▸ **DATA LINES**
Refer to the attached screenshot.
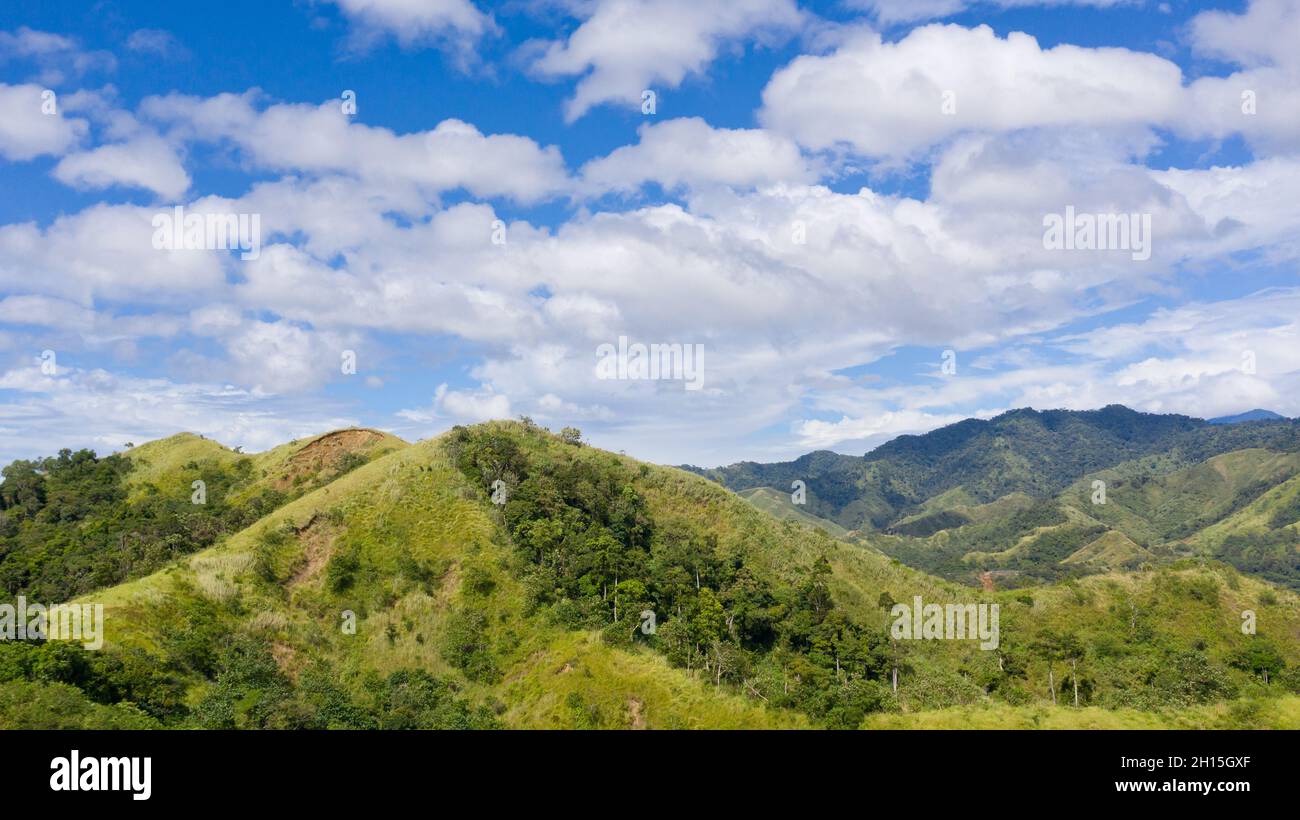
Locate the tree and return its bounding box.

==

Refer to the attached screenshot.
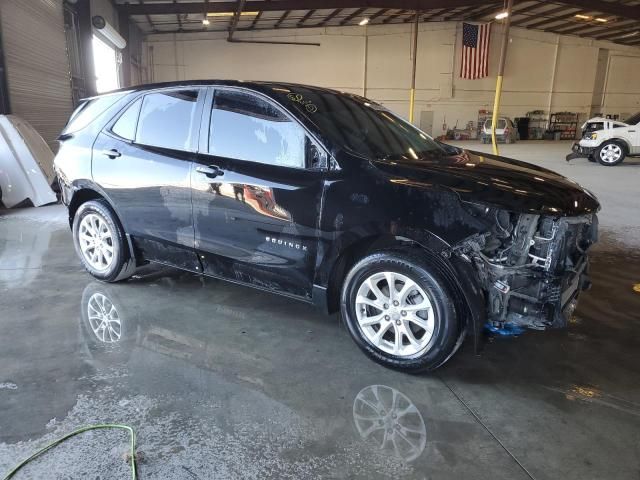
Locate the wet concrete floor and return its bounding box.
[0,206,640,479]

▸ **TASK OBJECTIVE**
Report each line in the records above that contains the word "return" and copy every such line in full.

▸ **SOLUTION TO THIS EXERCISE**
Locate the tree and return its bounding box.
Locate the wet concrete floor and return its bounding box.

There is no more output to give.